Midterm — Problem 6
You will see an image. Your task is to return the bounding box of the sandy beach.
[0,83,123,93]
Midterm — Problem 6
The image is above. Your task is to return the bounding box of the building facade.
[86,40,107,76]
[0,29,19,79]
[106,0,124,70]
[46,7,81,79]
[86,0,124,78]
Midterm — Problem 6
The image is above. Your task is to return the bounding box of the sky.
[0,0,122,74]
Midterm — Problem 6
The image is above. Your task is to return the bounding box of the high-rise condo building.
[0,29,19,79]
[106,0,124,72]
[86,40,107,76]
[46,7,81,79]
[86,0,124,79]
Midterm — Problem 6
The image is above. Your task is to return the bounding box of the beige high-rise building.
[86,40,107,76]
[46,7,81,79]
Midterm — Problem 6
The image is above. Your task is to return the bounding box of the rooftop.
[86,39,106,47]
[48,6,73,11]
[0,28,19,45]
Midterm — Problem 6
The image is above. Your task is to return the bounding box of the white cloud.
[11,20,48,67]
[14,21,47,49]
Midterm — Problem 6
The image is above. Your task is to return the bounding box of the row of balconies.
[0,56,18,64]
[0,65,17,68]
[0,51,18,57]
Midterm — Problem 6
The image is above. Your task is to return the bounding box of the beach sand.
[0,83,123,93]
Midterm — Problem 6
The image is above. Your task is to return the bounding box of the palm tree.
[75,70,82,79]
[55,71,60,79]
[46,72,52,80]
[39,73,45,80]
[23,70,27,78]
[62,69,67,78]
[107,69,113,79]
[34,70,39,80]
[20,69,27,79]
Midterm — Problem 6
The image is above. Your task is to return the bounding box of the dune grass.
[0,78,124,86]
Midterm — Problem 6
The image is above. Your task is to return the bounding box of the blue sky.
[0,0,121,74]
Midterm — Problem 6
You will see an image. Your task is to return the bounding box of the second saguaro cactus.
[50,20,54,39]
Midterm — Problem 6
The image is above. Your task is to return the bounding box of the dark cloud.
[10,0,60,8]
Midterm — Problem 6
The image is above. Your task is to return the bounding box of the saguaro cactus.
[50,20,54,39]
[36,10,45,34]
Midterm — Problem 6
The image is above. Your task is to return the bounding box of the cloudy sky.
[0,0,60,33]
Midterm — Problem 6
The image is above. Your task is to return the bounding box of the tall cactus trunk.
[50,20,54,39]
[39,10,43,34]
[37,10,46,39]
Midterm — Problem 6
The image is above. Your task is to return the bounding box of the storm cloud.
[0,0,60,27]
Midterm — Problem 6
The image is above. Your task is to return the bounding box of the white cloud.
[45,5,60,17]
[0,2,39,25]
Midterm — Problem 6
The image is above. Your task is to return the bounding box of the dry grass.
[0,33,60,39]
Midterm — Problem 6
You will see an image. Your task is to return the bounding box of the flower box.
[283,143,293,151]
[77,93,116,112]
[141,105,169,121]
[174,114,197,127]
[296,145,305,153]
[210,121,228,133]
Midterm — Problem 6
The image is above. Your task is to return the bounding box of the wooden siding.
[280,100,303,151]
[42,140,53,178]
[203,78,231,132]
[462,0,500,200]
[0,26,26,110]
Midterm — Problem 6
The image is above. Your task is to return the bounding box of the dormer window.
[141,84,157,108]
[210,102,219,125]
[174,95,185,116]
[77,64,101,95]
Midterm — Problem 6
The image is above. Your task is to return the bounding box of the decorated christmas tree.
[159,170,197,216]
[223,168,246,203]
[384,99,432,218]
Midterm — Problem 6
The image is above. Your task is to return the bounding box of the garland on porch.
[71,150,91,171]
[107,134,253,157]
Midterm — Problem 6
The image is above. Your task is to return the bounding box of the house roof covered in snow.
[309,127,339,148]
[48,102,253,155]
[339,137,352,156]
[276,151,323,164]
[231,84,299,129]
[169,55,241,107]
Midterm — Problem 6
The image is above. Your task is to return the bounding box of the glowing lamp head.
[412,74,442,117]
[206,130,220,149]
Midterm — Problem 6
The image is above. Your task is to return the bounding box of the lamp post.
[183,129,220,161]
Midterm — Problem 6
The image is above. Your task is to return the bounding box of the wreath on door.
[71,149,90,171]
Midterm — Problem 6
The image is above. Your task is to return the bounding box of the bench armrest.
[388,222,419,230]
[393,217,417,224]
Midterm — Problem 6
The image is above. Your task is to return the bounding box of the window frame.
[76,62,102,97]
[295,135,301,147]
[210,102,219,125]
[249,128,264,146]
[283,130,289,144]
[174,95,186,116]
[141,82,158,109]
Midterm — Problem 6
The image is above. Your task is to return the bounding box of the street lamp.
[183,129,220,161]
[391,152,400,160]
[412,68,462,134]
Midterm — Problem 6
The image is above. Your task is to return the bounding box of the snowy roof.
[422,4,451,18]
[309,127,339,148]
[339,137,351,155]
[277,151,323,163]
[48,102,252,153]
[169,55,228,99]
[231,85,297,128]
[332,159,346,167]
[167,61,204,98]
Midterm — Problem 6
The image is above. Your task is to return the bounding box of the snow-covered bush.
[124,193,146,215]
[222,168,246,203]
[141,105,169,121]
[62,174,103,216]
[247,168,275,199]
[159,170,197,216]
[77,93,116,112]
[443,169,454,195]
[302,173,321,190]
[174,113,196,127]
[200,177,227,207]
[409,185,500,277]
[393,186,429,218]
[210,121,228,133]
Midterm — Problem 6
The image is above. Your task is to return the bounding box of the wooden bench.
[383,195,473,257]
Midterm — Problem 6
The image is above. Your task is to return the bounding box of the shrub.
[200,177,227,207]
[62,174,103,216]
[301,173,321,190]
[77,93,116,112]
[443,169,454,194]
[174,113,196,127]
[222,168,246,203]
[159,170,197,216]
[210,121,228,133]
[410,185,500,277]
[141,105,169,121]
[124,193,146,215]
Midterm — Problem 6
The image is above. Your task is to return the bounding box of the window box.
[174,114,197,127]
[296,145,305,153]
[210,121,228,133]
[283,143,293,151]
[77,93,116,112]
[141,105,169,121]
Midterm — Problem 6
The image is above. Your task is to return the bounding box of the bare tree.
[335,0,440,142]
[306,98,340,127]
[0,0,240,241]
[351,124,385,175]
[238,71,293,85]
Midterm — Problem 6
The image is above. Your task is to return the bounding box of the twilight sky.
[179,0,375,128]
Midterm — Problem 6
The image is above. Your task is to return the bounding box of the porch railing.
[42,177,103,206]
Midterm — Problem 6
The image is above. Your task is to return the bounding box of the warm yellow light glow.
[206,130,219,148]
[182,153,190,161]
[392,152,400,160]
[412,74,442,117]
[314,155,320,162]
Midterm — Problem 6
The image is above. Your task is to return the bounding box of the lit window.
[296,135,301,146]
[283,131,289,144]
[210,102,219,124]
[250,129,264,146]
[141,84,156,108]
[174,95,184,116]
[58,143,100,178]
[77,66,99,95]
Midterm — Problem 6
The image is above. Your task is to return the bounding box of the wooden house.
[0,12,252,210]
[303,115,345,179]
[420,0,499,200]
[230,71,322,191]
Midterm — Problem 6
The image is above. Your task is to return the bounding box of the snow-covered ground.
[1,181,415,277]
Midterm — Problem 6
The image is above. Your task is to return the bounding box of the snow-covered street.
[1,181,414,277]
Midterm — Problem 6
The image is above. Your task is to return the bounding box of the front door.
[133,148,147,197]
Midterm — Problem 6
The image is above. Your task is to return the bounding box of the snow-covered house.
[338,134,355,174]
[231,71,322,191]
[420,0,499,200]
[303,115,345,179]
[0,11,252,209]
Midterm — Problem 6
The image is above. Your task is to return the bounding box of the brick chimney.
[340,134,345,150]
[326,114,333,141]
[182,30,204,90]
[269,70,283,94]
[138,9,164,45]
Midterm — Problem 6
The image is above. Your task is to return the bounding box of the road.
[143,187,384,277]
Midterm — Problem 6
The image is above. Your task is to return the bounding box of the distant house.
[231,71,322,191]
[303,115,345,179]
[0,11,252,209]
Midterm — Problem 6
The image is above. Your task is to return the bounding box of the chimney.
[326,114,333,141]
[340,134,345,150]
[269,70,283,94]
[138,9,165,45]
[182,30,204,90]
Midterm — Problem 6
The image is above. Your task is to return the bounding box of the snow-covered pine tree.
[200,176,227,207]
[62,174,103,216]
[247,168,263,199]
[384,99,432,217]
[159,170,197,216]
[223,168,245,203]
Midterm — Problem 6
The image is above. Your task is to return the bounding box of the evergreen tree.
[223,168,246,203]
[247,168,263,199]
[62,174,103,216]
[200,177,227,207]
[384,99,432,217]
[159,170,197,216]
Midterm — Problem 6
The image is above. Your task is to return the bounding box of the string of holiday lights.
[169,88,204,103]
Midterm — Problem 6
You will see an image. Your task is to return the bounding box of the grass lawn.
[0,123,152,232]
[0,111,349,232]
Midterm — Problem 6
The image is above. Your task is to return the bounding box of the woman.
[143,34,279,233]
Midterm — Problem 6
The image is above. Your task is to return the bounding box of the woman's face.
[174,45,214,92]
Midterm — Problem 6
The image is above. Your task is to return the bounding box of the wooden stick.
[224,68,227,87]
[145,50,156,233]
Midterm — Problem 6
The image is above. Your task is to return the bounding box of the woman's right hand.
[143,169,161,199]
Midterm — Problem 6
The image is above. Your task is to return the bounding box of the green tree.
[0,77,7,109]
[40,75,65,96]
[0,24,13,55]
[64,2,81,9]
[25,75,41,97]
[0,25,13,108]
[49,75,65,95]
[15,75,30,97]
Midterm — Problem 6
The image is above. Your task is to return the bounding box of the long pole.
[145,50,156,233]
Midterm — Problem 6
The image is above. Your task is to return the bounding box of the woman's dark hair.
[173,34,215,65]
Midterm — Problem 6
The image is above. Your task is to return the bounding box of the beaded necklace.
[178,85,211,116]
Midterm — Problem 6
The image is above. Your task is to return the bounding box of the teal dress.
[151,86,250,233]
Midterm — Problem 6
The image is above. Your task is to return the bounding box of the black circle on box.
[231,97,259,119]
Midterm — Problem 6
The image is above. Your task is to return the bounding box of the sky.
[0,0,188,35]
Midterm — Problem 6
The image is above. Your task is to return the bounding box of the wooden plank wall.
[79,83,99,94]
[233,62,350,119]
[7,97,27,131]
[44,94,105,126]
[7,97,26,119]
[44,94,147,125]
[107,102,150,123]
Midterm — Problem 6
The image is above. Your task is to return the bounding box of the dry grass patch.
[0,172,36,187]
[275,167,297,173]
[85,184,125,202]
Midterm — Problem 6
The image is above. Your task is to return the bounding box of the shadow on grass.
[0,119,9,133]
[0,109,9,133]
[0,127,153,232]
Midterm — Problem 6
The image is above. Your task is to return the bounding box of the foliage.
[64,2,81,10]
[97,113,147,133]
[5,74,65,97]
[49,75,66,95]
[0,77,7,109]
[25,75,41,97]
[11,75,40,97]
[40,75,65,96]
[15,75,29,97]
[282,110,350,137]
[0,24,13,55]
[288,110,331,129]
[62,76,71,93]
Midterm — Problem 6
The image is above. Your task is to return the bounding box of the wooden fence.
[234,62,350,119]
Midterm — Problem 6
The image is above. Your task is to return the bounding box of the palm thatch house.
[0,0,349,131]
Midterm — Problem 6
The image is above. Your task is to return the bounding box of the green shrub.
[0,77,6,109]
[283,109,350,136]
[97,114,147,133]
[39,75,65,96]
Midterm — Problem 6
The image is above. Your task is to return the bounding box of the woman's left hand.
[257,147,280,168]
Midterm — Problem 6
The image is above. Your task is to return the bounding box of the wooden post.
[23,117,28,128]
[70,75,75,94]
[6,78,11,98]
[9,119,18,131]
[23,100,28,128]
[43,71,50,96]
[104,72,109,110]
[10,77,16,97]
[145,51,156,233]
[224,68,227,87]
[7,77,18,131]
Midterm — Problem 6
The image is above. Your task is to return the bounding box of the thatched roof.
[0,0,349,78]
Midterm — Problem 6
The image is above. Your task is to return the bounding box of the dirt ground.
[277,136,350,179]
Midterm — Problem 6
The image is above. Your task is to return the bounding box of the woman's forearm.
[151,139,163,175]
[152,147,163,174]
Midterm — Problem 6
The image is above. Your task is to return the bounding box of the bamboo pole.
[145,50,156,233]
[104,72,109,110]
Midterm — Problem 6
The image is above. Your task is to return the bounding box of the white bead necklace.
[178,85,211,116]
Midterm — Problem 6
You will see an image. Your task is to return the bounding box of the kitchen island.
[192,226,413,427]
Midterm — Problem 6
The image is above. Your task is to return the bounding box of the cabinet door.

--- --- ---

TASK BRIEF: Starting at the line with "the woman's forearm.", retype each line through the final one in the data above, unchanged and with nothing added.

SOLUTION FOR THIS TASK:
The image is above. Your task is to return the bounding box of the woman's forearm.
[151,139,163,175]
[152,147,163,174]
Midterm — Problem 6
The image is above. Your task is to return the bounding box of the bamboo pole.
[145,50,156,233]
[104,72,109,110]
Midterm — Problem 6
The image is above. Your task is to return the bounding box of the white bead necklace.
[178,85,211,116]
Midterm — Problem 6
You will see an image. Your task is to return the bounding box of the kitchen island.
[192,226,413,427]
Midterm — Problem 6
The image is above. Your task is to return the bounding box of the cabinet door.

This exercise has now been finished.